# PA Winter Services January 31.5"



## MatthewG

As you know we received snowfall rates of 2-3" up to 4" an hour, so taking pictures during the storm was out of the question. We stopped plowing once the heaviest rates fell in the afternoon, as it was unsafe to plow/see and impossible to keep up.

We returned at 10Pm when the snow stopped and plowed into the next day, which was Sunday. The following week was full of stacking and snow relocating. We received 31.5" of snow in the Lehigh Valley, PA

Here is a video shot in 1080HD 4K with the newest GoPro


----------



## MatthewG

The parking garage was a killer.....

I had 4 Trucks, 3 skid steers, and 2 Backhoes going, so I couldn't be everywhere to get action pictures, so much snow we didn't even bother using the new ATV for the sidewalks, instead we had to use the skid steer buckets


----------



## 90plow

payup Looking good!


----------



## xgiovannix12

indeed Great video and photos I just subed to your channel


----------



## TCLandscaping

Do you use subs or is that all your equip. Gtta love that turbo whistle in the vid. All looks as usual!!


----------



## CityGuy

Looks like you had your hands full. Nice looking equipment/


----------



## BC Handyman

nice vid, atleast your piling areas were not already full, glad to see you got through it


----------



## redclifford

Great pictures , what skid is your favorite ?


----------



## Ramairfreak98ss

redclifford;2113067 said:


> Great pictures , what skid is your favorite ?


Probably the 326e lol.

Nice pics, what kinda loader is the last pic? We had 21.5-24.5" in parts we plow in NJ.. was sweet, the accounts that were 10" plus per inch after, the per inch doubles up on price quick..


----------



## Easy Outs

I'm sure you've answered this before, but what do you do the rest of the year? I ask because your company name is centered around the winter season and your area of PA isn't always booming for winter. I'm originally from PA, but now in MD.


----------



## MatthewG

Easy Outs;2113622 said:


> I'm sure you've answered this before, but what do you do the rest of the year? I ask because your company name is centered around the winter season and your area of PA isn't always booming for winter. I'm originally from PA, but now in MD.
= = = = =
**Complete the following**
1. Translate this sentence from the snow plowing thread into Spanish: "The following week was full of stacking and snow relocating."
2. Carry on the snow plowing thread from the point where it stops.

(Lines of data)
= = = = =
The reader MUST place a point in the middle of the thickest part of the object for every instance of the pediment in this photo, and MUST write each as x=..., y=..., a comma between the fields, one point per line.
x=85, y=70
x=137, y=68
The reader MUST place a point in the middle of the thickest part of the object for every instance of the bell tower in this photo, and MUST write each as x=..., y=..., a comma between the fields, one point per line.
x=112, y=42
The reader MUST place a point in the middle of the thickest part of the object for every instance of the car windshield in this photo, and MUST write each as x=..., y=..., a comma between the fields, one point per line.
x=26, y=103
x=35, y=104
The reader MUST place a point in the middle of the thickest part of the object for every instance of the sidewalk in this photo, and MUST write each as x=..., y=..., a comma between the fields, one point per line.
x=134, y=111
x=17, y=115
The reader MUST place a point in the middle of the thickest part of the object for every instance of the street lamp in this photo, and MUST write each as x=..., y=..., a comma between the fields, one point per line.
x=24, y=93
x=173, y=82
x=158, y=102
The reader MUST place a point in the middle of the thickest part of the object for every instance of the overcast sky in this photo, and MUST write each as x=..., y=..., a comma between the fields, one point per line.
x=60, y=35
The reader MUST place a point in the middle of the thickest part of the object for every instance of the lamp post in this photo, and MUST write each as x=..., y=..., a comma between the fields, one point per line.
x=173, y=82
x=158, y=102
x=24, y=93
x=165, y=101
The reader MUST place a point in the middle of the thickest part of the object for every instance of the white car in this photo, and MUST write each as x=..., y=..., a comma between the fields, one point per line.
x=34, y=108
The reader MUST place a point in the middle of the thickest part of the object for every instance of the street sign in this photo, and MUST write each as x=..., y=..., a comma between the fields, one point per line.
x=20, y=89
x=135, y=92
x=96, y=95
= = = = =
**Answers by task**
1. La semana siguiente estuvo llena de apilamiento y reubicación de nieve.

2.
When I started in 2010 I had a full time job elsewhere and I was a one man show with a tailgate spreader and 8.5 straight blade. It was almost started as a hobby in conjunction with my love for snow, trucks, plowing, equipment, etc. I never had any intention of doing anything summer wise,

I left that job long ago and we now do commercial mowing, landscaping, excavating, the name is tough for summer work, but now going into my 6th year summer work is really picking up. I have 10 guys working with me in the winter and 3 in the summer.

Thanks


----------



## MatthewG

redclifford;2113067 said:


> Great pictures , what skid is your favorite ?


The 326E has an awesome cab loaded with comfortable features, hard to beat that cab, however the A300 is awesome, the all wheel steer is so so handy, I would buy an A770 if they weren't so expensive

So the A300 is still my favorite


----------



## MatthewG

Ramairfreak98ss;2113267 said:


> Probably the 326e lol.
> 
> Nice pics, what kinda loader is the last pic? We had 21.5-24.5" in parts we plow in NJ.. was sweet, the accounts that were 10" plus per inch after, the per inch doubles up on price quick..


I borrowed (stole) a friends 2016 544 for some morning pile push back, what an awesome machine, 130 hours on it.


----------



## grandview

Why is there so much snow on the ground at one time?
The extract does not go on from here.